-- SOURCE DOCUMENT --
Ministry: Digital health database to make research more efficient

The web site will make it easier for patients to seek out trials on new medications, procedures and devices, as well as allowing researchers to find participants more easily.

A research scientist holds a vial marked "Zika"  (photo credit: REUTERS)
A research scientist holds a vial marked "Zika"
(photo credit: REUTERS)
The Health Ministry has launched a Hebrew-language digital database of clinical research conducted in 41 medical specialties in Israeli hospitals.
The web site will make it easier for patients to seek out trials on new medications, procedures and devices, as well as allowing researchers to find participants more easily.
Prof. Eyal Schwartzberg, head of the ministry’s pharmaceutical and enforcement division, said he was proud to open the site to the public.
“It is good news for everybody who is seeking innovative treatments with drugs and devices that are not yet being marketed.
It is unique and puts the patient in the center,” he said.
Clinical studies are controlled research experiments that explore whether a medical strategy, treatment or device is safe and effective for humans. These studies, which in lab studies have been shown not to cause significant harm, also may show which medical approaches work best for certain illnesses or groups of people.
Such studies are basic in the process of official approval for new medical technology that can save lives or improve the quality of life, but their safety to humans must be clearly established.
Only when the results are clear and promising can the licensing process begin.

-- RECORDS SHOWN --
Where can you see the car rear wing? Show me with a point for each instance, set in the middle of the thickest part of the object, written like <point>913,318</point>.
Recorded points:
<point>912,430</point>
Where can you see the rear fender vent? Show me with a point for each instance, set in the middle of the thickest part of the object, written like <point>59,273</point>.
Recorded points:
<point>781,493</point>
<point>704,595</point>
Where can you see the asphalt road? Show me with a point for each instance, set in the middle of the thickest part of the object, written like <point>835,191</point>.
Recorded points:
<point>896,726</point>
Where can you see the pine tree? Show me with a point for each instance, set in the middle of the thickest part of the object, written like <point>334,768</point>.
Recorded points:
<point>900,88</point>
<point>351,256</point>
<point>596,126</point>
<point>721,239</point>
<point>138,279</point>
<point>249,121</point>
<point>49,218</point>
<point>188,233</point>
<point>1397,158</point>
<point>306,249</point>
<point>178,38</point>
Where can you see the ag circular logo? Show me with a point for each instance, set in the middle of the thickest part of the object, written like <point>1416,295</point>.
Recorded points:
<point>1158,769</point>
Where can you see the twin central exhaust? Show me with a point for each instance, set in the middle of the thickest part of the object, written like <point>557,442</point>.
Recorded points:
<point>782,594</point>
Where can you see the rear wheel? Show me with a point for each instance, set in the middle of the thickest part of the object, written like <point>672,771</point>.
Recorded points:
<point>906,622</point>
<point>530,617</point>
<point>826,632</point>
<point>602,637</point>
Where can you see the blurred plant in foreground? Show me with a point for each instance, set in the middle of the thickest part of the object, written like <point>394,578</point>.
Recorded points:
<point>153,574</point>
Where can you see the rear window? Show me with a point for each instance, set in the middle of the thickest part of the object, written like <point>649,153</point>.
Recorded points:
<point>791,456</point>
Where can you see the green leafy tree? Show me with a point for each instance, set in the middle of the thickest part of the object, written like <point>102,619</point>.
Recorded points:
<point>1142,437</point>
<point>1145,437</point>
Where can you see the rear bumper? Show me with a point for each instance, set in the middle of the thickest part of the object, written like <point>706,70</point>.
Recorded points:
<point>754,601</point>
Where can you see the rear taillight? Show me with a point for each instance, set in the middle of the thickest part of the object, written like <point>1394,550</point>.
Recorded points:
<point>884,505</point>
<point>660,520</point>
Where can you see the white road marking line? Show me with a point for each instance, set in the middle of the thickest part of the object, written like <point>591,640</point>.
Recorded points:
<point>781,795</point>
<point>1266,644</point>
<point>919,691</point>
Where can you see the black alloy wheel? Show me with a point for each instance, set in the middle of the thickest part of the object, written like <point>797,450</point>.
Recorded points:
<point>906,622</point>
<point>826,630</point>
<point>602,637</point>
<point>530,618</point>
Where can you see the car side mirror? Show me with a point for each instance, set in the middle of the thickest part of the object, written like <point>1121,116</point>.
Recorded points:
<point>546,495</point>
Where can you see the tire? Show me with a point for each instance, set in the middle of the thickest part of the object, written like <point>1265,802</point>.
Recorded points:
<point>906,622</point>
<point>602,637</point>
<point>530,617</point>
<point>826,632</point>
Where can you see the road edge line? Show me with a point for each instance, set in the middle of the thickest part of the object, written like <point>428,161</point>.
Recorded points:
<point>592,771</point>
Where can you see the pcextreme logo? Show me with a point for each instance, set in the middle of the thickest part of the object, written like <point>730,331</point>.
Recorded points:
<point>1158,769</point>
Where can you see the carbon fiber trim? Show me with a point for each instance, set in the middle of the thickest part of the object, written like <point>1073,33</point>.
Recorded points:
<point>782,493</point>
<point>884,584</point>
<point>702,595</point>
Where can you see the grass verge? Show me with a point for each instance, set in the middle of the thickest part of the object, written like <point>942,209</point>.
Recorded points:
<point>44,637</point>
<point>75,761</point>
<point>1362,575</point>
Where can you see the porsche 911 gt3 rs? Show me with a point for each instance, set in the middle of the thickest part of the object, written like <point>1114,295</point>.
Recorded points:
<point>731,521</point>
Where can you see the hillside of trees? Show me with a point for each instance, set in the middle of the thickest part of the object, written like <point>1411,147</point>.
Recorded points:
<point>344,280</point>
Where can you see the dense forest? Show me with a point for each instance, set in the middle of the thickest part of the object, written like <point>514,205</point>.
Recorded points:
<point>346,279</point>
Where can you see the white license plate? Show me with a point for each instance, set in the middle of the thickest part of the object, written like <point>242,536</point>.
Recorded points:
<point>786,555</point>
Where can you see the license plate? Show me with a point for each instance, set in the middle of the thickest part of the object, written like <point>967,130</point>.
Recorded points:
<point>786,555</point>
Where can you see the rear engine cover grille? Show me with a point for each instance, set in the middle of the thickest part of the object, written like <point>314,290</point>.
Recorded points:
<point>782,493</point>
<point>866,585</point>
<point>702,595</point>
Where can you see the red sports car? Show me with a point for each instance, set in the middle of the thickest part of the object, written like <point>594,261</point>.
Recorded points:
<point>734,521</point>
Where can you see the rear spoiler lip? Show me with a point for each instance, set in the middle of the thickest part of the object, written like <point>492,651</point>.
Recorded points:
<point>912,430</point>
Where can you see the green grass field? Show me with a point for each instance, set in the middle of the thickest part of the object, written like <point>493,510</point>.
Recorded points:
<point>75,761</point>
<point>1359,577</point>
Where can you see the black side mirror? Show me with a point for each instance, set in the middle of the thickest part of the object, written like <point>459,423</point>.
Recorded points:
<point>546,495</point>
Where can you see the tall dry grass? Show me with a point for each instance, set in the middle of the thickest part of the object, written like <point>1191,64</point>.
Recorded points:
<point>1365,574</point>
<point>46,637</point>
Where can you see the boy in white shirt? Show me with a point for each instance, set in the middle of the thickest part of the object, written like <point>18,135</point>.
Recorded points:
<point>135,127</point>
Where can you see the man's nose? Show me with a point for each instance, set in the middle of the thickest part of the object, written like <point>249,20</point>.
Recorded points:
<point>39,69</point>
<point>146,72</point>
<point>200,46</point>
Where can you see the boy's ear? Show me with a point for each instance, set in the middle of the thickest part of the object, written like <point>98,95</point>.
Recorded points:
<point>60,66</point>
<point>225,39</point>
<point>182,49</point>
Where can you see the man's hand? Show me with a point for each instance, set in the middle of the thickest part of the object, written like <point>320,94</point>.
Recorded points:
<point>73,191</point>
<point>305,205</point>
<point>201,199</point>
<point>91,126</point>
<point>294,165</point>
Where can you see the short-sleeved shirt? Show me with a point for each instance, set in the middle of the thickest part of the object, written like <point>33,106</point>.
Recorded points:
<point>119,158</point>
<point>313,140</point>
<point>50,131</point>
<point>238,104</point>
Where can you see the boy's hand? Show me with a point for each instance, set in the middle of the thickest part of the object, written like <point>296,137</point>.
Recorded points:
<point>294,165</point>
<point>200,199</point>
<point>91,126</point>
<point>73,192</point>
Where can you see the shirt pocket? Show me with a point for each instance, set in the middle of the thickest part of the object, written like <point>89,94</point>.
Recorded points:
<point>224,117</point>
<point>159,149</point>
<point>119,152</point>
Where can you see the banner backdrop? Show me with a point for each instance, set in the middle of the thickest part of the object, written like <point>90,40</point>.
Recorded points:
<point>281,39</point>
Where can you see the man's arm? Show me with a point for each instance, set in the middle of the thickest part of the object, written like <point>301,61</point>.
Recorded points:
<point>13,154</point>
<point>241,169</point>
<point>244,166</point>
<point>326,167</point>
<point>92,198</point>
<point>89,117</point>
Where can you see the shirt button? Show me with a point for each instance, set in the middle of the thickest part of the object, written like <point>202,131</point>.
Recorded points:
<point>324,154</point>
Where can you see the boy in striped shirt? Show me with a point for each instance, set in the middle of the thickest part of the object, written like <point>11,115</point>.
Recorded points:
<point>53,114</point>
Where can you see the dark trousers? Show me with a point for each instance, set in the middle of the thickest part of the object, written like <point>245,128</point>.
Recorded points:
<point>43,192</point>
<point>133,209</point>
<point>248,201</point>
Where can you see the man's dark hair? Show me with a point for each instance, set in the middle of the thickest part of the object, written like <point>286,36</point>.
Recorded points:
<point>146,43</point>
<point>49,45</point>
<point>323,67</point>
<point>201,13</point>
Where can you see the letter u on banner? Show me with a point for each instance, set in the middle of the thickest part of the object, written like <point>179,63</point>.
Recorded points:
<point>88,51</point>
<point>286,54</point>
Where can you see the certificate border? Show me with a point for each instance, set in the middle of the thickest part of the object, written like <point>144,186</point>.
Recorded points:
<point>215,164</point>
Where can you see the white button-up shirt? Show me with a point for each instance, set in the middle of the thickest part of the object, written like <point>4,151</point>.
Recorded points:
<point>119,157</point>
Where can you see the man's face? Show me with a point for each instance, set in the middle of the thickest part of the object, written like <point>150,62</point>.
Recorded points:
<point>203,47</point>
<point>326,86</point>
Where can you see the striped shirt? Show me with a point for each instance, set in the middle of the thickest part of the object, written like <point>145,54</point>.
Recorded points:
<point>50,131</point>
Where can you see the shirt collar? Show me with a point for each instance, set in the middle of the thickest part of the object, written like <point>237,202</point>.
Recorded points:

-- PROBLEM REQUIREMENTS --
Carry on the article about the Health Ministry's clinical research database, starting right after its final sentence. You can leave the rows aside because nothing here depends on them.

-- RESPONSE TO THIS EXERCISE --
The collection of research databases includes studies in oncology, urology, orthopedics, clinical immunology, endocrinology, gastroenterology, nephrology, cardiology, hematology, anesthesiology, surgery, genetics, pulmonology and many other specialties.
The aim of the site, continued Schwartzberg, is to make participation in such studies more accessible to the public and make it easier for researchers to find participants.
All of the listed studies have already been approved by the hospitals’ or the ministry’s Helsinki committees on human medical experimentation.
There are also details in simple language on the conditions or diseases for which the intervention is proposed, criteria for inclusion and non-inclusion in studies and the medical centers where they are being conducted, as well as details on how to contact researchers. No results of studies, however, are published on the website, which is regularly updated.
The project is the result of cooperation between the Health Ministry and the Social Equality Ministry’s Digital Israel Headquarters.